## READING PASSAGE
-------------------------
Update: On June 18, 2008, Ahmed Mohamed pleaded guilty to providing material support to terrorists in Federal Court in Tampa, Florida. In accordance with the plea agreement the government agreed to drop all other charges against Mohamed. Mohamed was sentenced to 15 years in prison on December 18, 2008. Youssef Samir Megahed was acquitted on all charges on April 3, 2009. Three days later, Megahed was arrested on immigration charges and put in jail again.  He faces deportation and could lose his permanent resident status if he is found to have violated immigration laws.

Posted: September 14, 2007

Two University of South Florida students have been indicted on charges of transporting explosives across state lines.  One of the students also faces terrorism-related charges.


Ahmed Abdellatif Sherif Mohamed, 24, and Youssef Samir Megahed, 21, were arrested on August 4, 2007, in Goose Creek, South Carolina, on speeding charges.  The Naval Weapons Station Charleston military base, where high-profile terrorism suspects have been detained in recent years, is located about seven miles from where the students were arrested.


Mohamed and Megahed, both Egyptian nationals with student visas, were initially indicted in South Carolina on state charges of possession of an explosive device. The state charges were dropped following the federal indictment charging the men with transporting explosives across state lines. Mohamed also faces terrorism-related charges for allegedly demonstrating how to use the explosives.


The indictment does not accuse either student of being a terrorist or of connections to any terrorist group.
-------------------------
## PROBLEM A
In the report on the two University of South Florida students, what sentence did Ahmed Mohamed receive on December 18, 2008?
## PROBLEM B
Pick up the report on the two University of South Florida students where it stops, and write a continuation that follows on from its final sentence.

## RECORDED INFORMATION
-------------------------
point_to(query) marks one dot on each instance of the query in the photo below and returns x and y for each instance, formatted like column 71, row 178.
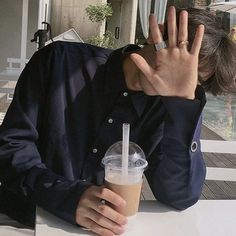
-------------------------
## TASK ANSWER A
He was sentenced to 15 years in prison.

## TASK ANSWER B
After police officers pulled over the two men for speeding, they seized an electric drill, a 20 foot safety fuse, bullets, a five-gallon canister of gasoline and three pipe bombs filled with potassium nitrate, Karo syrup and cat litter from the car.  The explosive mixture in the pipe bombs meets the definition of a low-grade explosive, according to authorities.


Also seized from the car was a laptop computer, on which Internet searches on martyrdom, Hamas and Qassam rockets were reportedly made.  It also contained a 12-minute video, that Mohamed reportedly admitted to making, showing how to turn a remote-controlled toy car into a detonator.  In the video, Mohamed says that his reason for making the device is "to save one who wants to be a martyr for another battle."


During a search of Megahed's house, FBI agents found a .22 caliber rifle and two Egyptian passports; both passports had Megahed's picture, but one had a different surname. 


Megahed faces a maximum of ten years in prison if convicted.  Mohamed faces a maximum of thirty years in prison.